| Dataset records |

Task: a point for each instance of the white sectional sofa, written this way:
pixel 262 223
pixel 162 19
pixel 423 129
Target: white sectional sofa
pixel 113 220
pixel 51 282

| Activity |
Could you reproduce every record exactly as written?

| Solution |
Task: a point for each instance of the white sectional sofa, written this way:
pixel 262 223
pixel 162 19
pixel 423 129
Target: white sectional sofa
pixel 113 220
pixel 51 282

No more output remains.